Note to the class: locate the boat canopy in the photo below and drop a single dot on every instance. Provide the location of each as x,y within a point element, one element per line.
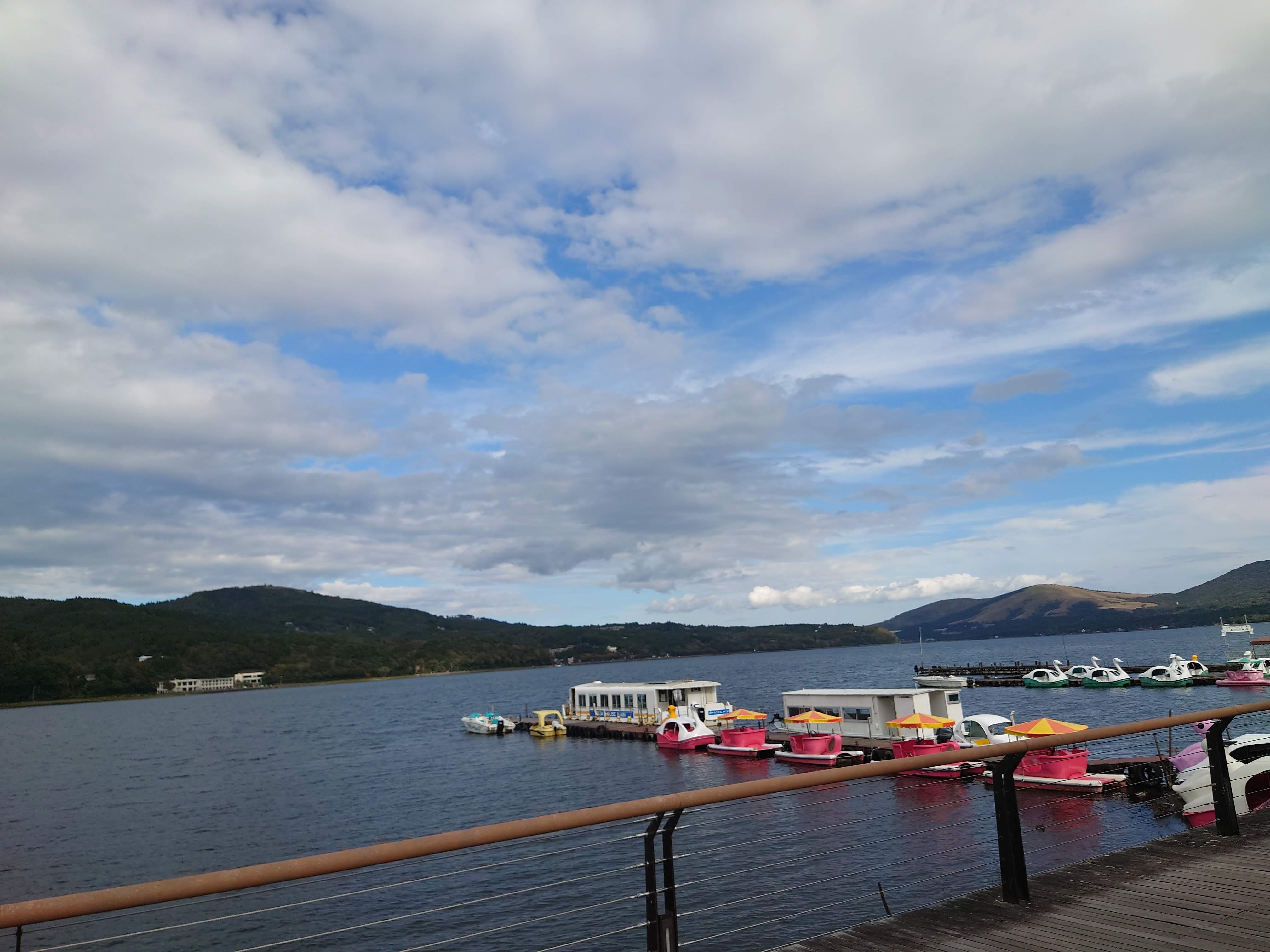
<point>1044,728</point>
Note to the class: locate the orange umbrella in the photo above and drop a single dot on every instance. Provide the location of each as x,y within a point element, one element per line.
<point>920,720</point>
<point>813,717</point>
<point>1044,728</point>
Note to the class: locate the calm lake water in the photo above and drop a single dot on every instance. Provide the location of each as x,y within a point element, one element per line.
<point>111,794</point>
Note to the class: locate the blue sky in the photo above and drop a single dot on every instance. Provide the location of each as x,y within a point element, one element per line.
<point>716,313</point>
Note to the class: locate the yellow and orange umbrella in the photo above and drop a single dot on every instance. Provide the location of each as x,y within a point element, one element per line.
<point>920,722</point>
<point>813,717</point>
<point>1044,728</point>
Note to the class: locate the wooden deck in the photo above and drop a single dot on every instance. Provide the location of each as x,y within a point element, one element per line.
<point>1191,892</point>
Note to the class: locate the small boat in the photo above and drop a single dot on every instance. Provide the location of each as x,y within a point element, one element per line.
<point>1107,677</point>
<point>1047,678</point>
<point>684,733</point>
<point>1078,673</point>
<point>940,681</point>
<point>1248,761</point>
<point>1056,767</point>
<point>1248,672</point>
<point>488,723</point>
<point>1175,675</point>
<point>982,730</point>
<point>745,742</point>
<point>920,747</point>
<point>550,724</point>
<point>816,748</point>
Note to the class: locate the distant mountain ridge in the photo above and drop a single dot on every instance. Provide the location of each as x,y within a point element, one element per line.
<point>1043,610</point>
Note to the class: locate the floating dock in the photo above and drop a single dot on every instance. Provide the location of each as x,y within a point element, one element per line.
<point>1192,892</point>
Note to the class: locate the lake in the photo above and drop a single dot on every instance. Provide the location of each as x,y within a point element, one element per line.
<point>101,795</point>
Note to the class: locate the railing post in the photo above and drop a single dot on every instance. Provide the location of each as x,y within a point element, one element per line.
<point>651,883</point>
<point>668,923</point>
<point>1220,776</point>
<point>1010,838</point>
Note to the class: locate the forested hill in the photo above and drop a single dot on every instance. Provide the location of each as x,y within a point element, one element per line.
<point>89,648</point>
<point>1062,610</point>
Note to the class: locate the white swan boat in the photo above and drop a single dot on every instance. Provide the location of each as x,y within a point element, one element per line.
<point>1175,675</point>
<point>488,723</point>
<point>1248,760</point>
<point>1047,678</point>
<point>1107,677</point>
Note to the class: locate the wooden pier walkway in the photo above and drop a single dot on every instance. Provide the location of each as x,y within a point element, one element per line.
* * * * * * * * *
◆ **What to produce**: Copy each line above precisely, dropping the pictures.

◆ **Response to the task**:
Note to the class: locate the boat canopy in the photo below and drop a single dot on every instance. Provide the location of each as x,y within a point element, one element per line.
<point>1044,728</point>
Note to the class: locate the orange umbrella in the photo above and drop a single dot on every instance. Provide the location of each as x,y within a point element, one element per line.
<point>920,720</point>
<point>813,717</point>
<point>1044,728</point>
Note to the class: locate the calm lake water in the photo above and drop a single dot on every instance. Provide the location of each as x,y within a point element, one element per line.
<point>111,794</point>
Note to the class: locate the blue sky in the photo above and drop a single dot on every instance. Provide the location of each as x,y within a point element, one element per line.
<point>716,313</point>
Note to the class: locate the yellow and orange umbrella in the photo above and drop a single dot on every instance. Provide the location of each as x,y within a point element, one element per line.
<point>920,722</point>
<point>813,717</point>
<point>1044,728</point>
Note to the class: locate the wooden deck in the photo above and drop a single dot on every instance. Provide the location of each as x,y within a point element, one element per line.
<point>1191,892</point>
Note to the class: locate the small boat in the photo above and drop a single dot on every instance. Provide the location of each as x,y within a point element, one element per line.
<point>1107,677</point>
<point>1047,678</point>
<point>684,733</point>
<point>1078,673</point>
<point>940,681</point>
<point>1248,761</point>
<point>1056,767</point>
<point>1248,672</point>
<point>488,723</point>
<point>1175,675</point>
<point>982,730</point>
<point>745,742</point>
<point>920,747</point>
<point>550,724</point>
<point>816,748</point>
Note to the class: locate the distant mountain ridge in the photo above and drop a single dot on every instance. Provide the location of each as x,y within a point element, one element per line.
<point>1043,610</point>
Note to the class: locate the floating dock in the photo above and drop a single dot on every instance. Provide the location of each as x,y within a point element, one element per line.
<point>1192,892</point>
Note to the class: locate the lake in the photo above and drop a single dot on every instance. Provide the location of each as x,y within a point element, one element per line.
<point>101,795</point>
Note to the class: locate the railing post in the photo above and drop a single dot on every instance. Provide the location of each as x,y within a point element, one element per line.
<point>651,883</point>
<point>668,923</point>
<point>1220,776</point>
<point>1010,838</point>
Note to the class: locate the forested hill in the photo above and drop a single dot on every instance. Provide the location of each as x,y within a point element, one element per line.
<point>89,648</point>
<point>1062,610</point>
Note to the class: locate the white swan boat in the photo above and drop a single dot on every instance. Provide the location of each as x,y within a point element, one element per line.
<point>1175,675</point>
<point>488,723</point>
<point>1248,760</point>
<point>1047,678</point>
<point>1107,677</point>
Note to the class: locate the wooden pier walkway in the photo above and drop a single dot on every instance. Provide the location of each as x,y within a point element, one element per line.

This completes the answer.